----- Text block


    • Claim: Grid is described as “1283 periodic grid” (interpretable as $128^3$). Verify total number of spatial points used in later matrix dimension statements.
    • Checks: power_and_dimension_check
    • Verdict: PASS
    • Notes: Computed grid_points = $128^3 = 2,097,152$.
  2. C2_spatial_resolution_dx (p.2 §2.1: “L = 1 … \Delta x = \Delta y = \Delta z = L/128”)

    • Claim: Given $L=1$ and 128 cells per axis, spatial resolution should be $1/128$.
    • Checks: unit_arithmetic_check
    • Verdict: PASS
    • Notes: Computed $\Delta x = 1/128 = 0.0078125$.
  3. C3_theta_matrix_rows (p.3 §2.3: “\Theta matrix had dimensions (8 × 1283, 66)”)

    • Claim: Given 8 time slices ($t_1$–$t_8$) and $128^3$ spatial points, verify the number of rows equals $8*128^3$.
    • Checks: dimension_multiplication_check
    • Verdict: PASS
    • Notes: Checked rows = $8\times(128^3) = 16,777,216$ and columns = 66.

----------

■ Work to complete:
a: According to the grid verification checks, what value was computed for the spatial resolution Δx?
b: Continue the grid verification checks from the point where they stop.

----- Material supplied

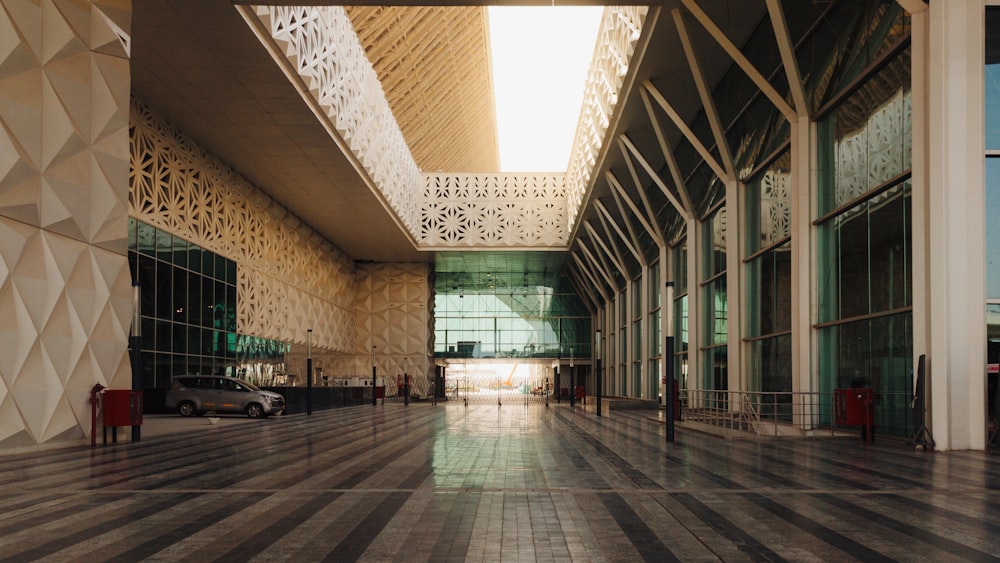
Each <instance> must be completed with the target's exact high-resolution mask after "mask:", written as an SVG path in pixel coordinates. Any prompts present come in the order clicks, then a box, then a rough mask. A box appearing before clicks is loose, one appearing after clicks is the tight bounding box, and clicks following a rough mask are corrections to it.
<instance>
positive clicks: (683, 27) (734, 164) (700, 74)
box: [672, 8, 736, 182]
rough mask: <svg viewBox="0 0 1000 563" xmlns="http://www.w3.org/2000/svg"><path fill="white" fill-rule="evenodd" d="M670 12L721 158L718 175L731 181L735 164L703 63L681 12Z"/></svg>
mask: <svg viewBox="0 0 1000 563" xmlns="http://www.w3.org/2000/svg"><path fill="white" fill-rule="evenodd" d="M672 13H673V16H674V23H676V24H677V33H678V34H680V37H681V45H682V46H683V47H684V54H685V55H686V56H687V60H688V66H689V67H690V68H691V76H692V77H694V83H695V86H697V88H698V95H699V96H700V97H701V106H702V109H703V110H704V111H705V117H706V118H707V119H708V124H709V126H710V127H711V129H712V135H713V136H714V137H715V147H716V148H717V149H718V150H719V158H721V159H722V166H723V167H724V168H725V170H726V173H725V175H723V176H720V178H721V179H722V181H724V182H733V181H735V180H736V165H735V164H734V162H733V154H732V151H730V150H729V140H728V139H726V131H725V128H724V127H723V126H722V120H721V119H719V111H718V109H717V108H716V107H715V100H713V99H712V91H711V89H710V88H709V86H708V81H707V80H706V79H705V73H704V72H703V70H702V67H703V66H704V65H702V64H701V60H700V59H699V57H698V53H697V52H696V51H695V50H694V45H693V44H692V43H691V35H690V34H689V33H688V31H687V24H686V23H684V14H683V12H681V11H680V9H678V8H674V10H673V11H672Z"/></svg>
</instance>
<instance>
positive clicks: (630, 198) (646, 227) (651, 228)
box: [604, 170, 663, 241]
mask: <svg viewBox="0 0 1000 563" xmlns="http://www.w3.org/2000/svg"><path fill="white" fill-rule="evenodd" d="M604 175H605V176H606V177H607V179H608V184H610V185H611V188H612V189H613V190H616V191H617V192H618V194H619V195H620V196H621V197H622V199H624V200H625V203H626V204H628V208H629V209H631V210H632V215H633V217H635V218H636V219H637V220H638V221H639V223H640V224H641V225H642V227H643V228H644V229H646V232H647V233H649V236H651V237H653V240H656V241H661V240H663V239H662V238H661V237H660V234H659V233H658V232H657V231H656V229H654V228H653V227H652V226H651V225H650V224H649V223H648V222H647V221H646V218H645V217H644V214H643V212H642V211H639V208H638V207H636V205H635V202H633V201H632V198H630V197H629V196H628V192H626V191H625V187H624V186H622V185H621V182H619V181H618V178H615V175H614V173H613V172H611V171H610V170H605V171H604Z"/></svg>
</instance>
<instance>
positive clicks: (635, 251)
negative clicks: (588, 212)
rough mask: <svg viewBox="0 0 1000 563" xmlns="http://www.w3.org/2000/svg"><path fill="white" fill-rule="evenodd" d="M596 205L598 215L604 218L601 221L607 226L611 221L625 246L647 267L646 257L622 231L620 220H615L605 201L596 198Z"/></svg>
mask: <svg viewBox="0 0 1000 563" xmlns="http://www.w3.org/2000/svg"><path fill="white" fill-rule="evenodd" d="M594 207H596V208H597V211H598V216H599V217H601V218H602V219H601V222H602V223H604V227H605V228H607V225H608V223H611V226H612V227H614V229H615V232H616V233H618V237H619V238H621V239H622V242H624V243H625V248H628V249H629V252H631V253H632V256H635V259H636V260H638V261H639V263H640V264H642V265H643V267H645V266H646V265H647V264H646V257H645V256H643V255H642V253H640V252H639V249H638V248H637V247H636V246H634V245H633V244H632V241H630V240H629V238H628V236H626V235H625V233H624V232H622V229H621V227H619V226H618V222H617V221H615V218H614V217H612V216H611V213H610V212H609V211H608V209H607V208H606V207H604V203H602V202H601V200H600V199H596V198H595V199H594ZM604 218H607V219H604Z"/></svg>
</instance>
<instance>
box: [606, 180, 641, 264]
mask: <svg viewBox="0 0 1000 563" xmlns="http://www.w3.org/2000/svg"><path fill="white" fill-rule="evenodd" d="M608 191H610V192H611V197H612V198H613V199H614V200H615V207H617V208H618V213H619V214H620V215H621V218H622V223H625V228H626V229H627V230H628V234H629V238H631V239H632V245H633V246H634V247H635V248H636V250H638V249H639V247H640V245H639V235H637V234H635V226H634V225H632V220H631V219H629V215H630V214H629V213H626V212H625V206H624V205H622V198H621V196H620V195H618V190H616V189H614V188H612V189H610V190H608Z"/></svg>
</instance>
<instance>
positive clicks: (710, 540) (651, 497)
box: [0, 404, 1000, 562]
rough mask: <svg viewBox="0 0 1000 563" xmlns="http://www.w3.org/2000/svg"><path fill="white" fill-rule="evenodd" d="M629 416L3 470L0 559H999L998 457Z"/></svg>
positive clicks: (226, 450)
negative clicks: (667, 432) (688, 424)
mask: <svg viewBox="0 0 1000 563" xmlns="http://www.w3.org/2000/svg"><path fill="white" fill-rule="evenodd" d="M606 414H607V413H606ZM649 415H650V413H635V414H620V413H619V412H612V413H610V414H607V415H606V416H604V417H602V418H598V417H597V416H595V414H594V413H593V412H585V411H583V410H581V409H580V408H579V407H577V408H576V409H571V408H569V406H568V405H565V404H562V405H555V404H553V405H551V406H549V407H544V406H541V405H538V406H535V405H530V406H523V405H518V406H507V405H505V406H503V407H497V406H496V405H492V406H469V407H463V406H455V405H448V406H444V405H440V406H432V405H428V404H412V405H410V406H402V405H380V406H377V407H372V406H363V407H351V408H346V409H340V410H335V411H327V412H321V413H314V414H313V415H312V416H309V417H307V416H289V417H283V418H281V417H279V418H272V419H267V420H262V421H249V422H247V423H241V424H233V425H219V426H210V425H208V424H207V423H204V424H199V425H198V426H197V427H195V426H191V425H188V426H185V427H184V428H185V429H184V431H183V432H167V433H163V434H160V435H155V436H150V437H144V439H143V440H142V441H141V442H139V443H136V444H128V443H120V444H117V445H109V446H104V447H102V446H99V447H97V448H96V449H93V450H91V449H90V448H79V447H75V448H67V449H60V450H50V451H45V452H39V453H32V454H23V455H10V456H3V457H0V561H34V560H46V561H88V562H89V561H141V560H156V561H178V560H184V561H249V560H257V561H851V560H858V561H896V560H899V561H956V560H971V561H987V560H997V559H998V557H1000V493H998V491H997V489H998V487H1000V459H997V458H996V457H992V456H988V455H986V454H983V453H981V452H947V453H945V452H940V453H934V452H924V451H921V450H917V451H908V450H906V449H905V448H903V447H902V446H901V445H899V444H894V443H888V442H885V441H883V443H878V444H875V445H866V444H864V443H863V442H861V441H860V439H857V438H822V439H813V440H792V439H784V440H762V441H755V440H722V439H719V438H714V437H709V436H705V435H702V434H698V433H694V432H690V431H685V430H684V429H679V430H678V433H677V441H676V442H675V443H674V444H672V445H670V447H666V445H665V444H664V435H663V426H662V424H659V423H657V422H655V421H653V420H650V419H649V418H648V416H649ZM176 420H177V421H180V420H181V419H179V418H177V419H176ZM184 420H185V421H186V422H190V419H184ZM197 420H198V421H199V422H203V421H204V419H197ZM160 422H163V423H170V419H164V420H162V421H160Z"/></svg>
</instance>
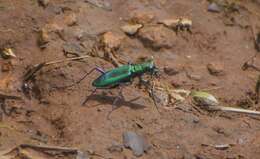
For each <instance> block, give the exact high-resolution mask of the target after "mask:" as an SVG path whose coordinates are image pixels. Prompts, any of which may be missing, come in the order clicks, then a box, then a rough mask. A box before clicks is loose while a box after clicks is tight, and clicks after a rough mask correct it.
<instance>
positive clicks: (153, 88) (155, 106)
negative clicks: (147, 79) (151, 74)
mask: <svg viewBox="0 0 260 159" xmlns="http://www.w3.org/2000/svg"><path fill="white" fill-rule="evenodd" d="M151 97H152V100H153V103H154V105H155V108H156V109H157V111H158V112H159V113H160V111H159V108H158V105H157V102H156V99H155V95H154V84H153V85H152V88H151Z"/></svg>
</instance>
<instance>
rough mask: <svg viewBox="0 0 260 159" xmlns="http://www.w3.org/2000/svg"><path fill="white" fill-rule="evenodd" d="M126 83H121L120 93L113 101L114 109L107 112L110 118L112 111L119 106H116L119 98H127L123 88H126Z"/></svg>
mask: <svg viewBox="0 0 260 159" xmlns="http://www.w3.org/2000/svg"><path fill="white" fill-rule="evenodd" d="M124 86H125V84H120V85H119V87H120V90H119V93H118V96H117V97H116V99H115V100H114V101H113V104H112V110H111V111H110V112H109V113H108V114H107V119H110V115H111V113H112V112H113V111H114V110H116V109H118V108H119V107H118V106H116V104H117V102H118V100H119V99H120V98H121V99H123V100H124V99H125V97H124V95H123V88H124Z"/></svg>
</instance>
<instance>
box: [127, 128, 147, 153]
mask: <svg viewBox="0 0 260 159" xmlns="http://www.w3.org/2000/svg"><path fill="white" fill-rule="evenodd" d="M123 143H124V146H125V147H126V148H130V149H131V150H132V151H133V154H134V155H135V156H137V157H139V156H142V155H143V153H144V152H147V151H148V150H149V148H150V145H149V144H148V143H147V142H146V141H145V139H144V138H143V137H142V136H140V135H138V134H136V133H135V132H132V131H128V132H124V134H123Z"/></svg>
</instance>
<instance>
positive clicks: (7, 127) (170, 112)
mask: <svg viewBox="0 0 260 159" xmlns="http://www.w3.org/2000/svg"><path fill="white" fill-rule="evenodd" d="M101 2H102V1H101ZM106 2H107V3H109V4H110V5H111V6H106V7H105V8H102V7H101V8H100V7H97V6H95V5H93V4H90V3H88V2H86V1H85V0H50V1H49V3H48V4H47V5H46V6H42V5H39V3H38V1H36V0H0V13H1V14H0V22H1V23H0V33H1V36H0V47H1V48H2V49H3V48H5V47H11V48H12V49H13V51H14V53H15V54H16V56H17V57H16V58H12V59H3V58H1V59H0V64H1V65H0V68H1V71H0V90H1V92H2V93H4V94H11V95H16V96H20V97H22V100H6V101H5V102H6V110H4V108H3V107H2V110H1V112H2V113H1V122H0V150H7V149H10V148H12V147H14V146H17V145H19V144H24V143H27V144H28V143H30V144H44V145H56V146H65V147H77V148H79V149H80V150H82V151H83V152H89V151H92V152H95V153H96V154H101V155H102V156H103V157H104V158H115V159H117V158H118V159H123V158H124V159H132V158H136V157H135V156H134V155H133V154H132V152H131V150H129V149H124V150H123V151H120V152H112V151H109V147H111V145H113V143H119V144H120V143H122V134H123V132H125V131H135V132H137V133H139V134H142V135H144V136H145V137H146V138H147V140H148V141H149V142H150V143H151V149H150V150H149V151H148V152H147V153H145V154H144V155H143V156H142V157H140V158H144V159H145V158H147V159H148V158H149V159H151V158H154V159H193V158H196V159H222V158H225V159H253V158H254V159H256V158H259V156H260V125H259V120H260V118H259V117H257V116H249V115H244V114H234V113H223V112H207V111H205V110H202V109H201V108H197V109H194V107H193V106H192V105H191V104H189V103H187V102H186V103H185V102H184V103H185V104H184V103H182V104H179V105H168V106H161V105H159V110H160V112H161V114H159V113H158V112H157V111H156V109H155V107H154V104H153V102H152V100H151V98H150V97H149V94H148V93H147V92H146V91H145V90H144V89H141V88H139V87H138V86H135V85H134V84H133V85H132V86H128V87H126V88H125V89H124V90H123V94H124V97H125V98H126V99H125V100H121V101H120V102H119V103H118V105H119V108H118V109H116V110H115V111H113V113H112V114H111V116H110V120H108V119H107V115H108V113H109V112H110V111H111V109H112V103H113V100H114V99H115V98H116V95H117V92H118V90H116V89H115V90H111V91H110V90H104V91H103V90H98V92H97V93H96V94H95V95H93V96H91V98H90V100H89V102H87V104H86V105H85V106H82V105H81V103H82V102H83V101H84V99H85V98H86V97H87V96H88V95H89V94H90V93H91V90H93V87H92V86H91V82H92V80H94V79H95V78H97V77H98V75H99V74H98V73H93V74H91V75H89V76H88V77H87V79H86V80H84V81H82V82H81V83H80V84H78V85H77V86H75V87H71V88H68V89H57V88H55V87H59V86H64V85H68V84H71V83H72V82H73V81H76V80H78V79H80V78H81V77H82V76H83V75H84V74H86V73H87V72H88V71H89V70H91V69H92V68H94V67H95V66H100V67H101V68H103V69H105V70H109V69H111V68H113V67H114V65H113V63H112V62H111V61H109V60H108V59H106V58H104V56H105V55H104V53H107V52H109V53H111V52H112V53H113V54H115V56H116V57H117V58H118V59H119V60H120V61H123V62H124V63H127V62H128V61H131V62H135V61H137V60H138V58H140V57H144V56H147V57H150V56H153V57H154V60H155V63H156V65H157V66H158V67H159V68H160V70H161V75H162V76H161V81H163V82H164V83H168V84H169V85H172V87H175V88H178V89H185V90H192V89H196V90H208V92H209V93H211V94H213V95H214V96H215V97H217V98H218V99H219V101H220V103H221V104H223V105H227V106H235V107H241V108H247V109H252V110H260V107H259V104H255V101H254V100H255V85H256V82H257V79H258V71H257V70H256V69H253V68H249V69H247V70H243V69H242V66H243V64H244V63H245V61H247V60H248V59H249V58H250V57H252V56H253V55H255V54H256V53H257V50H256V48H255V45H254V36H256V35H254V34H253V33H252V28H253V30H254V32H255V33H257V32H259V31H260V2H259V1H257V0H244V1H243V0H241V1H237V3H238V6H239V8H238V9H237V10H235V11H233V10H232V11H230V10H229V9H227V8H226V10H222V11H220V12H219V13H214V12H209V11H208V5H209V3H210V2H208V1H206V0H107V1H106ZM222 2H223V1H222ZM107 7H108V8H107ZM110 7H111V8H110ZM178 17H186V18H188V19H191V20H192V22H193V24H192V28H191V31H192V33H189V32H188V31H185V30H184V31H179V32H178V33H176V32H175V31H174V30H173V29H171V28H168V27H166V26H164V25H162V24H158V22H159V21H161V20H164V19H169V18H178ZM130 22H131V23H140V24H142V25H143V27H142V28H141V29H139V31H138V33H136V34H135V35H132V36H129V35H127V34H125V33H124V32H123V31H122V29H121V27H122V26H123V25H126V24H128V23H130ZM105 35H107V40H108V44H106V45H105V46H103V45H100V46H98V47H95V46H96V43H97V41H98V40H97V39H98V38H100V37H102V36H105ZM39 36H41V37H39ZM104 41H106V40H104ZM98 42H100V41H98ZM70 44H75V45H72V46H74V48H73V47H72V48H71V45H70ZM39 46H41V47H39ZM66 46H69V48H66ZM43 47H44V48H43ZM91 48H92V49H91ZM93 48H95V49H93ZM66 49H68V50H70V49H72V51H71V52H73V53H74V52H76V53H77V54H79V55H80V56H83V55H91V57H89V58H86V59H84V60H80V61H73V62H66V63H61V64H55V65H52V66H48V67H45V68H43V69H42V70H41V71H40V72H39V73H37V75H36V77H35V78H34V79H33V80H32V81H31V83H30V86H29V87H30V90H29V91H28V92H27V93H26V92H24V90H23V89H22V85H23V75H24V74H25V73H26V71H27V70H28V68H29V67H30V66H32V65H35V64H39V63H41V62H46V61H52V60H59V59H65V58H67V57H66V56H65V54H64V50H66ZM75 50H76V51H75ZM93 50H94V51H93ZM90 51H91V52H94V53H95V56H94V55H93V54H90ZM69 56H70V55H69ZM102 57H103V58H102ZM259 60H260V56H259V55H257V56H256V59H255V61H254V65H255V66H256V67H258V66H259V67H260V62H259ZM209 65H211V66H212V67H213V69H216V70H217V71H215V72H214V71H213V73H212V72H210V71H209V70H208V67H209ZM165 68H167V69H168V71H167V69H165ZM163 70H165V71H163ZM169 70H170V71H169ZM169 72H170V73H169ZM214 88H217V89H214ZM135 99H136V100H135ZM223 144H229V145H231V146H230V147H228V148H226V149H218V148H216V147H214V145H223ZM212 145H213V146H212ZM56 158H57V157H56ZM61 158H66V157H61ZM92 158H101V157H100V156H95V155H93V156H92Z"/></svg>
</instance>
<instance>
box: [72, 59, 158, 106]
mask: <svg viewBox="0 0 260 159" xmlns="http://www.w3.org/2000/svg"><path fill="white" fill-rule="evenodd" d="M95 70H96V71H98V72H100V73H101V75H100V76H99V77H98V78H97V79H95V80H94V81H93V82H92V86H93V87H95V89H94V90H93V92H92V93H91V95H89V96H88V97H87V98H86V99H85V101H84V102H83V103H82V105H85V104H86V103H87V101H88V100H89V97H91V96H92V95H93V94H94V93H95V92H96V90H97V89H112V88H116V87H120V91H119V95H118V97H117V98H116V99H115V100H114V102H113V106H115V104H116V103H117V101H118V100H119V99H120V97H121V98H124V97H123V95H122V90H123V86H125V85H126V84H131V83H132V81H133V79H134V78H136V77H139V78H140V79H141V81H143V80H142V76H143V75H144V74H150V75H151V77H152V78H153V77H154V76H158V75H159V74H158V73H159V69H158V68H157V67H156V66H155V64H154V61H153V58H152V59H151V60H148V61H146V62H143V63H141V64H130V63H129V64H127V65H122V66H119V67H117V68H114V69H112V70H109V71H104V70H102V69H101V68H99V67H96V68H94V69H92V70H91V71H90V72H89V73H87V74H86V75H84V76H83V77H82V78H81V79H80V80H79V81H77V82H76V83H80V82H81V81H82V80H83V79H85V78H86V77H87V76H88V75H89V74H91V73H92V72H93V71H95ZM143 83H145V84H147V82H143ZM73 85H74V84H73ZM73 85H70V86H68V87H71V86H73ZM153 94H154V93H153V89H152V90H151V96H152V98H153V101H154V103H155V106H156V108H157V105H156V102H155V100H154V96H153ZM157 110H158V108H157Z"/></svg>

----------

■ Per-task answers:
a: Δx = 1/128 = 0.0078125.

b:
  4. C4_discarded_time_slices_count (p.2 §2.2: “10 time slices… first ($t_0$) and last ($t_9$) … discarded… focus on 8 … ($t_1$ to $t_8$)”)

    • Claim: From 10 total time slices discarding 2 should leave 8.
    • Checks: count_consistency_check
    • Verdict: PASS
    • Notes: Computed $10 - 2 = 8$.
  5. C5_collinear_pair_net_contribution (p.5 §3.2.1: “56.89\rho v_z and −56.35v_z… net… 56.89(1)−56.35 ≈ 0.54”)

    • Claim: Verify the subtraction and the stated $\approx 0.54$ net coefficient when assuming $\rho\approx 1$.
    • Checks: arithmetic_difference_check
    • Verdict: PASS
    • Notes: Computed $56.89*1 + (−56.35) = 0.54$ (floating-point residual only).
  6. C6_R2_range_consistency (p.5 §3.2.1 (R2 values 0.658, 0.709, 0.566) and p.1 Abstract / p.8 Conclusions (“R2 values 0.57-0.71”))

    • Claim: Check that the stated $R^2$ range $0.57$–$0.71$ is consistent with the listed component $R^2$ values.
    • Checks: min_max_range_check
    • Verdict: PASS
    • Notes: min=0.566 rounds to 0.57; max=0.709 rounds to 0.71.
  7. C7_advection_average_coefficient (p.5 §3.2.1 bullet list: advection coefficients $-5.17$, $-5.77$, $-5.54$; p.6: “averaging approximately $-5.5$”)

    • Claim: Verify the mean of the three advection coefficients is approximately $-5.5$.
    • Checks: average_check
    • Verdict: PASS
    • Notes: Mean = $-5.493333...$, consistent with “approximately $-5.5$”.
  8. C8_time_step_inference_1_over_5p5 (p.6 §3.2.1: “\Delta t … approximately 1/5.5 ≈ 0.18”)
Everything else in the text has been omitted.